• If I subtract 2 StereoDepth frames from each other how to output in OpenCV

I created a NN that subtracts 2 depth frames:

class DiffImgs(nn.Module):

def forward(self, img1, img2):

if img1.shape != (1, 1, 960, 1632) or img2.shape != (1, 1, 960, 1632):

raise ValueError('Input images must have shape (1, 1, 960, 1632)')

return torch.sub(img1, img2)

I get the output as a vector<float> by using:

auto depth_diff_message = queues["depth_diff"]->get<dai::NNData>();

std::vector<float> depth_diff_data = depth_diff_message->getFirstLayerFp16()

  • The input of StereoDepth with subpixel to the model is UINT16

  • The model does the diff and outputs at Fp16

  • Because I subtracted it means the results can be negative or positive

  • getFirstLayerFp16 outputs a 1D vector of floats

  • In the depthai C++ repo it looks like there needs to be some conversion from NNData to get into a CV frame:
    https://github.com/luxonis/depthai-core/blob/main/examples/utility/utility.cpp
    cv::Mat fromPlanarFp16(const std::vector<float>& data, int w, int h, float mean, float scale){

    cv::Mat frame = cv::Mat(h, w, CV_8UC3);

    for(int i = 0; i < w*h; i++) {

    auto b = data.data()[i + w*h * 0] * scale + mean;

    frame.data[i*3+0] = (uint8_t)b;

    }

    for(int i = 0; i < w*h; i++) {

    auto g = data.data()[i + w*h * 1] * scale + mean;

    frame.data[i*3+1] = (uint8_t)g;

    }

    for(int i = 0; i < w*h; i++) {

    auto r = data.data()[i + w*h * 2] * scale + mean;

    frame.data[i*3+2] = (uint8_t)r;

    }

    return frame;

    }

What is the proper way to convert a diff'd StereoDepth frame from vector<float> into cv::Mat?

  • erik replied to this.

    erik

    I have updated the model to take in the conversion of a depth map from U8 to Fp16

    I can't figure out how to "get back" to the depth frame from the resulting NNData.

    1. If it is a vector of floats that I pull out of NNData that are fp16, does that mean I need to reduce it again to U8? How is the conversation made so I know how to undo it.

    1. If I set sub-pixel = true, the data type changes to UINT16, how would that change what I need to do?
    • erik replied to this.

      Hi AdamPolak ,

      1. I don't think that's possible - afaik NN can only output FP16.
      2. It's the same, you are expecting depth (INT16) anyways, not disparity (where it changes from INT8 to INT16 when subpixel is enabled).

        erik

        I am close, I am getting depth values that make sense in fp16 from the model.

= STORED DATA =
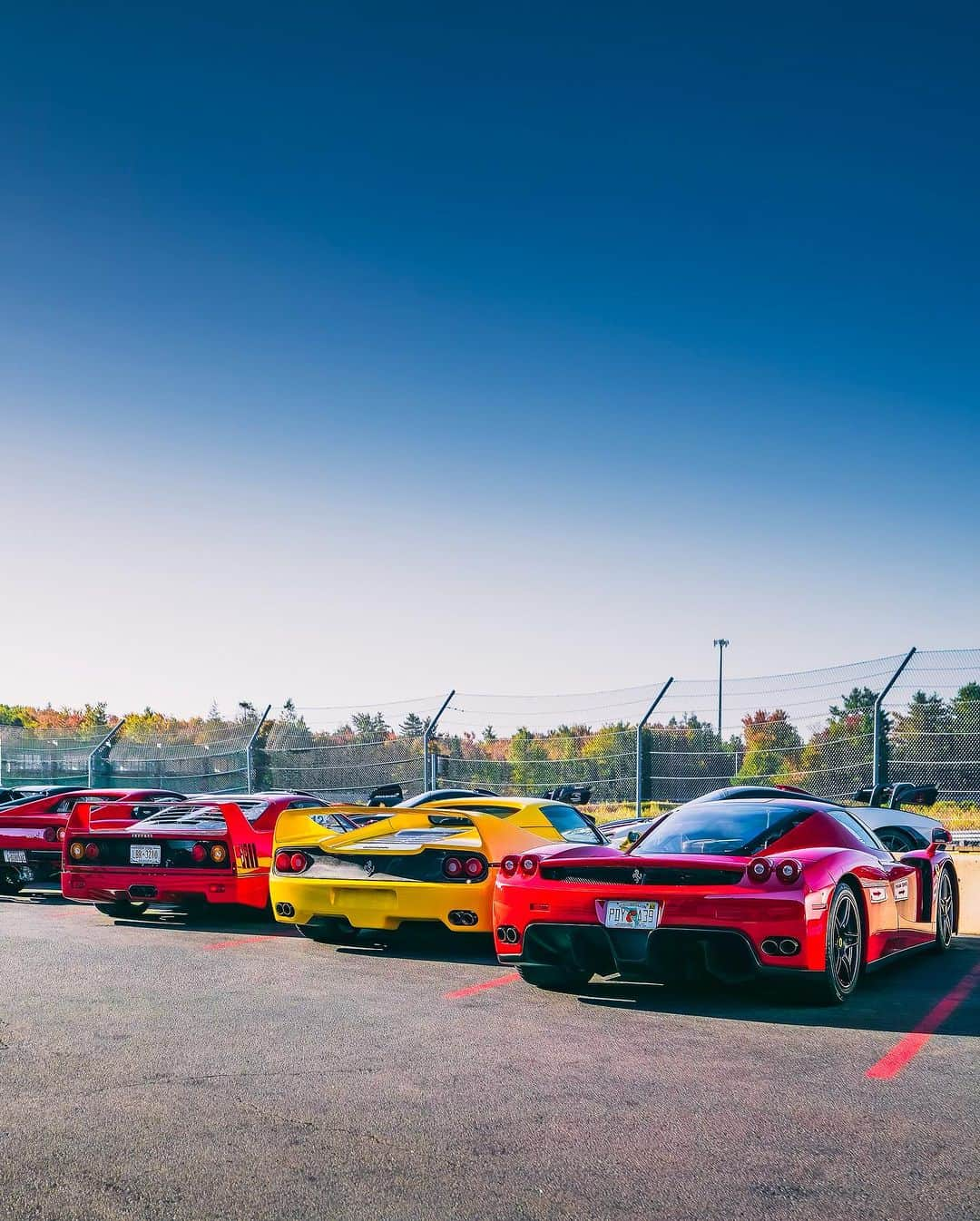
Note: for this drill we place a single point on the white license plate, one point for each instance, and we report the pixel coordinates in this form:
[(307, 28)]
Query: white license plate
[(631, 914)]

= AIM =
Say whether each statement agrees with the forum thread. Answer yes or no for each, and quote the words of the thread that decide it.
1. The model performs the subtraction and gives its output at Fp16.
2. getFirstLayerFp16 returns a two-dimensional array of floats.
3. According to the reply, turning on subpixel changes what must be done for depth.

= SOLUTION TO THIS TASK =
1. Yes: "The model does the diff and outputs at Fp16"
2. No: "getFirstLayerFp16 outputs a 1D vector of floats"
3. No: "It's the same, you are expecting depth (INT16) anyways"